Please echo each of the entries below line for line, without the pictures.

──────── Extracted data

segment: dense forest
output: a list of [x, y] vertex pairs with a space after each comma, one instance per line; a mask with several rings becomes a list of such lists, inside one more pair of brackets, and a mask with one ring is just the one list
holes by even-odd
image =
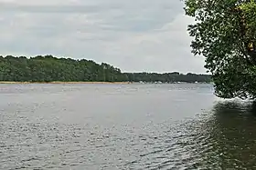
[[35, 57], [0, 56], [0, 81], [15, 82], [187, 82], [208, 83], [208, 75], [187, 75], [177, 72], [122, 73], [106, 63], [86, 59], [58, 58], [52, 55]]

────────────────

Complete output.
segment: dense forest
output: a list of [x, y] vertex pairs with a space after each comma, one instance per line; a mask with several rings becomes a list of such lists, inside one more pair of brackets, and a mask with one ring is just the one list
holes by even-odd
image =
[[35, 57], [0, 56], [0, 81], [15, 82], [187, 82], [208, 83], [208, 75], [187, 75], [177, 72], [122, 73], [106, 63], [86, 59], [58, 58], [52, 55]]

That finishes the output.